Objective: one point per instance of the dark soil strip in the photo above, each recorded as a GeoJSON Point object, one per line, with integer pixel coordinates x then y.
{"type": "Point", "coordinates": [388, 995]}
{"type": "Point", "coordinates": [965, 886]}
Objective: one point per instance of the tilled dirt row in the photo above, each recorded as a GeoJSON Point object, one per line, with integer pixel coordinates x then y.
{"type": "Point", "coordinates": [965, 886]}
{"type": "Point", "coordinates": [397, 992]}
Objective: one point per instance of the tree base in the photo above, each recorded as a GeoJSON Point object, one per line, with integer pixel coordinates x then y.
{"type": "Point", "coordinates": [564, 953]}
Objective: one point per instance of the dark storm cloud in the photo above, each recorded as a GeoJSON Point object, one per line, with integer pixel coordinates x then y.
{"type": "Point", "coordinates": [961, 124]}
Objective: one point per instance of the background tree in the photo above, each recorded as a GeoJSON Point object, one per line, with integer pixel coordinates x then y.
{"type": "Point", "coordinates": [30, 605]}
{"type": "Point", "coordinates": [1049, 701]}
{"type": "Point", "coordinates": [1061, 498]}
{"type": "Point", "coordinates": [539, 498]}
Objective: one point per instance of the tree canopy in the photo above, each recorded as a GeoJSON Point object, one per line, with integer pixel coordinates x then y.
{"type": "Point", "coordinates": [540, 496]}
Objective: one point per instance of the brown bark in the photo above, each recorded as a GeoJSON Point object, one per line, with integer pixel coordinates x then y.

::::::::::

### Required action
Repeat the listing in its entirety, keeping each line as it is.

### Reply
Objective: one point per instance of the dark soil strip in the photo above, each recorded as a GeoJSON Point object, one per line, with integer pixel coordinates x then y.
{"type": "Point", "coordinates": [388, 995]}
{"type": "Point", "coordinates": [965, 886]}
Objective: one point per instance of the tilled dirt row in the photo above, each recorded as a GeoJSON Point object, one per line, with integer pixel coordinates x then y.
{"type": "Point", "coordinates": [965, 886]}
{"type": "Point", "coordinates": [397, 992]}
Objective: one point per instance of the tree base in the photo above, each recorded as a GeoJSON Point object, one per line, with integer pixel coordinates x then y.
{"type": "Point", "coordinates": [564, 953]}
Objective: one point per instance of the dark storm cloud in the photo above, each recorded as a GeoJSON Point object, one per line, with integer pixel coordinates x then y.
{"type": "Point", "coordinates": [961, 124]}
Objective: one point per instance of the background tree in the photo above, each recorded as a GeoJSON Point object, one per line, with integer pixel coordinates x then y.
{"type": "Point", "coordinates": [30, 605]}
{"type": "Point", "coordinates": [1049, 701]}
{"type": "Point", "coordinates": [1061, 498]}
{"type": "Point", "coordinates": [539, 498]}
Objective: one point per instance of the tree canopy in the photo above, each recorded as a GeoJSON Point object, one per line, with integer pixel coordinates x then y.
{"type": "Point", "coordinates": [540, 496]}
Objective: one point per instance of the brown bark in the photo above, each recorded as a GeoJSON Point object, one per line, with integer pixel coordinates x then y.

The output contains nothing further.